### [Task goal]
Output the records below in full, word for word; pictures do not belong in it.

═════ Input for this task ═════

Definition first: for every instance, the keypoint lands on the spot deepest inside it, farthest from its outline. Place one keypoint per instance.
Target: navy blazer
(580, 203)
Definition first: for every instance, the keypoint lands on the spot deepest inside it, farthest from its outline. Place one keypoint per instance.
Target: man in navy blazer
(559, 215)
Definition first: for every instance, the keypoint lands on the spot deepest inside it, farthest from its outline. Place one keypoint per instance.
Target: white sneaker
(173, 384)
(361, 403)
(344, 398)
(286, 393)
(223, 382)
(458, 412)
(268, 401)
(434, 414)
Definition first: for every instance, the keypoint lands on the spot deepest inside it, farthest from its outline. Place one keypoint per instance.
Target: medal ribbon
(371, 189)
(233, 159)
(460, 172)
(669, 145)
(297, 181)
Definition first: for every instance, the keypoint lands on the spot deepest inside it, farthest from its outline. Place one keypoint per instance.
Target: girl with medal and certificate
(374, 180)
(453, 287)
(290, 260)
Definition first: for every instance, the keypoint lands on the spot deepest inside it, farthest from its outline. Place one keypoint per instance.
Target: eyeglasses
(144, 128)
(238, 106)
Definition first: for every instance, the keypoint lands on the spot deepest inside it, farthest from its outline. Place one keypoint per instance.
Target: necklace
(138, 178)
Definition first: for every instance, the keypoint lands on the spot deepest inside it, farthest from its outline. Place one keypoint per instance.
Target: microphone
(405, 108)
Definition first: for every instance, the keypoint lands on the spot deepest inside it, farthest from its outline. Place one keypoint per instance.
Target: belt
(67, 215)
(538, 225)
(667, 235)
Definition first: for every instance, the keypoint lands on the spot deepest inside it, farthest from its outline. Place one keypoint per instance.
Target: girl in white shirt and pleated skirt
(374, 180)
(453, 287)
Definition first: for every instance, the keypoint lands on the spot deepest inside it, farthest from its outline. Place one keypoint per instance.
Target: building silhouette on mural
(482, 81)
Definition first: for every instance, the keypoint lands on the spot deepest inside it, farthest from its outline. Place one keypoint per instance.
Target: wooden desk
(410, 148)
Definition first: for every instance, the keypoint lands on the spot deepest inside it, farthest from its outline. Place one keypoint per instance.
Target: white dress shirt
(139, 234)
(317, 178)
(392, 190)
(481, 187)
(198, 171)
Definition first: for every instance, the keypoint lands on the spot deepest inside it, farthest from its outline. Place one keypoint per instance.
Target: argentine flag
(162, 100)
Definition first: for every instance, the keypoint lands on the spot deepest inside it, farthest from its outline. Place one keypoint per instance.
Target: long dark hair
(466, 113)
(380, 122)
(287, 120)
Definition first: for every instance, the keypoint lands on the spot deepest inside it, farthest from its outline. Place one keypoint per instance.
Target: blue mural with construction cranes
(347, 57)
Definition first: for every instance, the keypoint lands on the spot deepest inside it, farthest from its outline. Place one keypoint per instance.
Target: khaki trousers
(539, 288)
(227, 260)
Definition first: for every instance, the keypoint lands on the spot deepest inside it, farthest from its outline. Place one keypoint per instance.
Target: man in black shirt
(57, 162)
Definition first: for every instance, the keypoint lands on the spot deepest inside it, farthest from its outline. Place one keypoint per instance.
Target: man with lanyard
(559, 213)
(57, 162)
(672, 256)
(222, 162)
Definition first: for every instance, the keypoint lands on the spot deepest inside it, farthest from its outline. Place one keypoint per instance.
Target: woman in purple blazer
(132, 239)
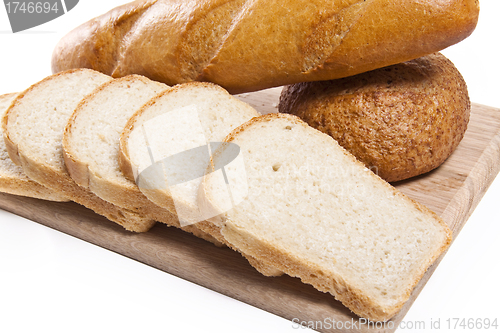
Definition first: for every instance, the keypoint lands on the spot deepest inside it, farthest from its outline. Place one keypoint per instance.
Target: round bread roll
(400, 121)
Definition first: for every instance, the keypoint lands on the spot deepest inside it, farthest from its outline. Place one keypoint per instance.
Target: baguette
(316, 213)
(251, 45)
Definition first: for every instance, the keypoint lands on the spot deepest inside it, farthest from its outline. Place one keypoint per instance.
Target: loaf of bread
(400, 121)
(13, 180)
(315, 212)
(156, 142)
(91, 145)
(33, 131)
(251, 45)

═════

### [Your solution]
Definition first: for every instance, the keypoint lands on the spot deepest inside it, farthest from its outline. Place one keypoint per instance.
Target: navy blazer
(580, 203)
Definition first: for every instance, the keypoint lands on the spot deepest inside it, farthest from its outline. Place one keypoint per instance.
Target: man in navy blazer
(559, 215)
Definition first: for every instance, the keypoint lands on the spot deepest inside it, farthest from its outline. Place one keypoint per instance.
Target: white sneaker
(173, 384)
(361, 403)
(344, 398)
(286, 393)
(223, 382)
(458, 412)
(268, 401)
(434, 414)
Definition first: for every instance, the keypoint lands on the spot deepest inside it, farthest from its outline. Place one keypoint per instance.
Target: medal ribbon
(371, 189)
(233, 159)
(460, 172)
(669, 145)
(297, 181)
Definition first: for every instance, the keypoint lands on the spot deepest inside it, farthest from its outline. Place one keypoint per instance.
Target: girl with medal and certificate
(374, 180)
(453, 287)
(290, 260)
Definition first: for every instance, the keypoint lands on the spot deepest inside it, farthest from its outline. Place one keypoint per instance.
Target: eyeglasses
(144, 128)
(238, 106)
Definition first: for every instance, the keypoint lands on the spot deepest inside it, farthest from its outline. Place one keypoint per instance.
Target: necklace
(138, 178)
Definition first: for every instance, the keypoint lands on the spot deepest inside it, farthest from its outline. Place one keypoint per instance.
Target: microphone
(405, 108)
Definition first: for every instance, the keypoint lands on the spot deepest inside it, farthest from its outline. Place one keypoint per instance.
Target: belt
(67, 215)
(538, 225)
(667, 235)
Definition first: for every instance, the keypoint lands on the spot deepest inside it, farthest from its outline. Place one keypoint per instance.
Target: girl in white shirt and pleated skirt
(374, 180)
(453, 287)
Definition first: for every instance, the keypoint lands on the spot deepest inside it, farthest from its outline. Place one keypoint per instance.
Target: building silhouette on mural
(482, 81)
Definition first: for every instance, the keypoint lands on the spot deepest inside it, farthest from its outline. Place one keypoint per instance.
Target: wooden desk
(410, 148)
Definition first: for every instance, the keypoint lands on the spot deepest inside it, farthest from its outline. Place one keypoint per instance.
Target: white dress shirt
(139, 234)
(317, 178)
(392, 190)
(481, 187)
(198, 171)
Definition first: for every instance, the keypoint lands on the spot deepest inside it, farthest from its outline. Place one keypoint per instance.
Target: argentine flag
(162, 100)
Definition first: for every instance, the keypoint lands on the spot deepest inside it, farthest from its outline. Place one keypoint per instance.
Target: long dark hair
(466, 113)
(380, 122)
(287, 120)
Definition first: for every instance, the keypoint lands on the spot deepest inside it, farthest from its outline. Place one keypoint per instance.
Target: blue mural with construction cranes
(347, 57)
Definition first: for every instance, the keypoint lands on the spot deepest inside it, farthest from its outline. Place one keypoint per instance.
Target: khaki trousers
(539, 288)
(227, 260)
Definition first: for every instance, the keypoint lands on the spot deepest inside it, farthest from its outline. Place one keypoint per instance.
Target: man in black shirt
(57, 162)
Definition first: for every instance, the keypoint lands on the spot deepest inside it, farthest from its outline. Place one keypoint per instance.
Target: man with lanyard
(559, 213)
(57, 162)
(672, 256)
(222, 162)
Definition first: for every instance, the keypoint lands on the spot deepest inside it, farthest from its outline. Place one keypoint per instance.
Target: woman in purple blazer
(132, 239)
Definition first: for every instance, the keypoint lands on the spot deepest inside it, farthest from its outline. Place one keypoint per instance.
Target: round bread roll
(400, 121)
Definition first: for every instance, the keypoint lands on the spot deepest inside it, farthest from its outline. Place one keypoint per instance.
Target: baguette
(316, 213)
(251, 45)
Definition first: for every instance, the keypoint lands on the spot deepest inside it, farthest from its outline. Place one keypoint per instance.
Target: loaf of bread
(400, 121)
(13, 180)
(315, 212)
(156, 142)
(91, 145)
(33, 131)
(251, 45)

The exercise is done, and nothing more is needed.